TEXT =>

○ ○ ○ ○ ○ ○ ○

• Question: what is a food chain

    Asked by 293furk43 to Sarah, Kieran, Kathryn, Joanne, Chris on 8 Nov 2017.
    • Photo: Chris Werner

      Chris Werner answered on 8 Nov 2017:


      A very good question, and a very important one! It is links in a food web from producer organisms to predators. Every organism needs something to live on, so best thing rather than making it techy is to give a good example.

      Grass grows, the first ‘trophic level’ on the food chain and the primary producer, then grass gets eaten by a grasshopper, a ‘primary consumer’ and herbivore. Then the grasshopper is eaten by a mouse, a carnivore and another consumer, who is then eaten by a snake, who is then eaten by an eagle. The food chain continues until you reach the top predator, which no-one easts, and a food chain can be long or short. That was a long one!

      A shorter one would be; grass -> antelope -> lion. No-one eats the lion! As grass is eaten by lots of animals this would expand into a food web. It gets larger around the middle and then gets smaller as you approach the top predator.

    • Photo: Sarah Guerin

      Sarah Guerin answered on 8 Nov 2017:


      Yeah Chris explained it well with the Lion-Antelope-Grass example. Humans are also the perfect example- we are at the top of our food chain, we eat animals like cows and chickens, and they eat grass and insects.

    • Photo: Kathryn Schoenrock

      Kathryn Schoenrock answered on 13 Nov 2017:


      Now that Chris and Sarah have described them I’ll mention that there is actually a really cool way to study food chains called stable isotope analysis. This is where we take a small sample of a plant or animal and see what the ratio of ‘heavy’ vs ‘normal’ atoms of carbon (13C/12 C) and nitrogen (15N/14N) are. We call atoms ‘heavy’ in nature because they have a higher atomic mass (weight is measured in Daltons). They are rarer than the ‘normal’ atoms but stay in tissue of an animal longer so if you look at a plant it will have the lowest ratio, an herbivore would have higher ratios, and a carnivore would have the highest! We also use this type of analysis to look at past climate records in plants and animals with a different atom, oxygen (18O/16O). Its a very cool way to study biology using physics and chemistry!

○ ○ ○ ○ ○ ○ ○

WHAT IS BEING ASKED => Write out the food chain text starting with "Grass grows, the" and going on through "a long one!", and swap "grasshopper" for "cricket" wherever it appears. The rows are separate material and have no connection to the food chain text.

○ ○ ○ ○ ○ ○ ○

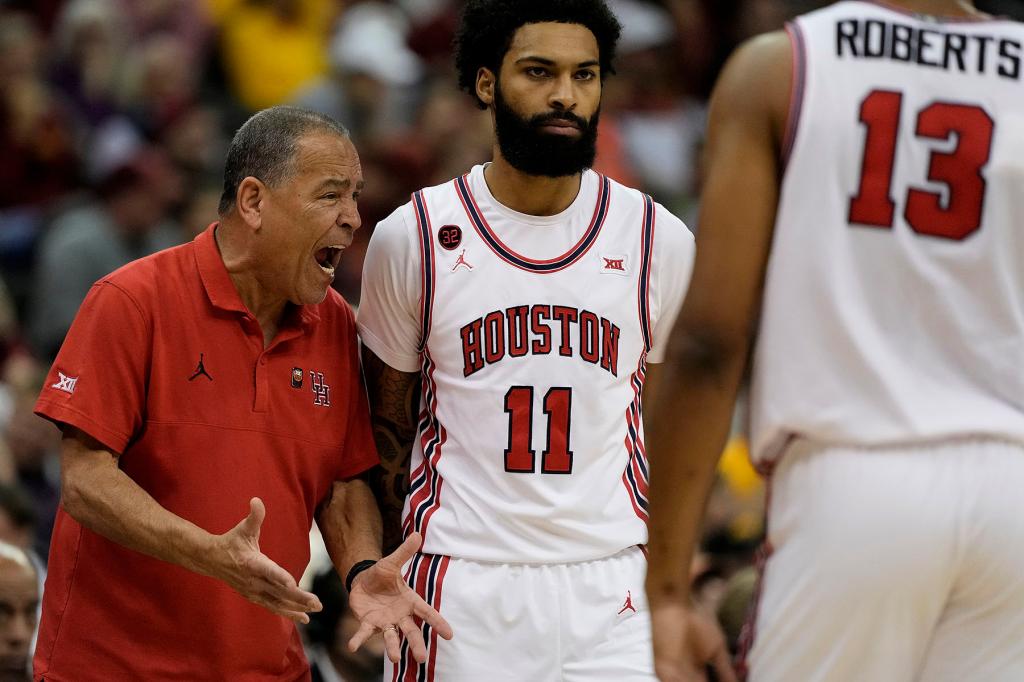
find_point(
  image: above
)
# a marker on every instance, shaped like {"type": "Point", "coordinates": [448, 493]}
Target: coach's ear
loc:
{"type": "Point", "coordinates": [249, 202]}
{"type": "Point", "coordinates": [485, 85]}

○ ○ ○ ○ ○ ○ ○

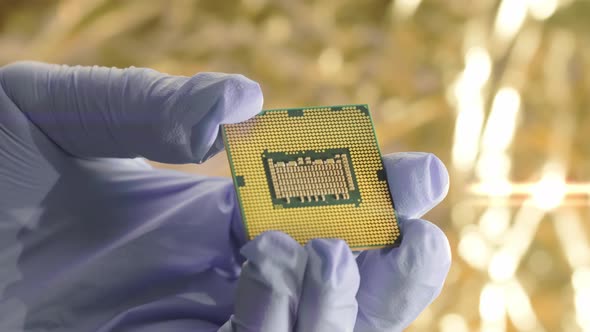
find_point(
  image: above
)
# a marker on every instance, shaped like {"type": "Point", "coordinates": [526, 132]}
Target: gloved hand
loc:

○ ○ ○ ○ ○ ○ ○

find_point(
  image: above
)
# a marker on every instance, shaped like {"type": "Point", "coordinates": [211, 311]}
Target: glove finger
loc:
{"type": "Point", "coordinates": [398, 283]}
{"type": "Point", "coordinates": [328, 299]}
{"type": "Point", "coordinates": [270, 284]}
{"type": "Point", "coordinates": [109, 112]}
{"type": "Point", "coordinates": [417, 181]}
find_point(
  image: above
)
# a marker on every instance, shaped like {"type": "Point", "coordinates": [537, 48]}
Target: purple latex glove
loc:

○ ○ ○ ○ ○ ○ ○

TASK ANSWER =>
Grass grows, the first ‘trophic level’ on the food chain and the primary producer, then grass gets eaten by a cricket, a ‘primary consumer’ and herbivore. Then the cricket is eaten by a mouse, a carnivore and another consumer, who is then eaten by a snake, who is then eaten by an eagle. The food chain continues until you reach the top predator, which no-one easts, and a food chain can be long or short. That was a long one!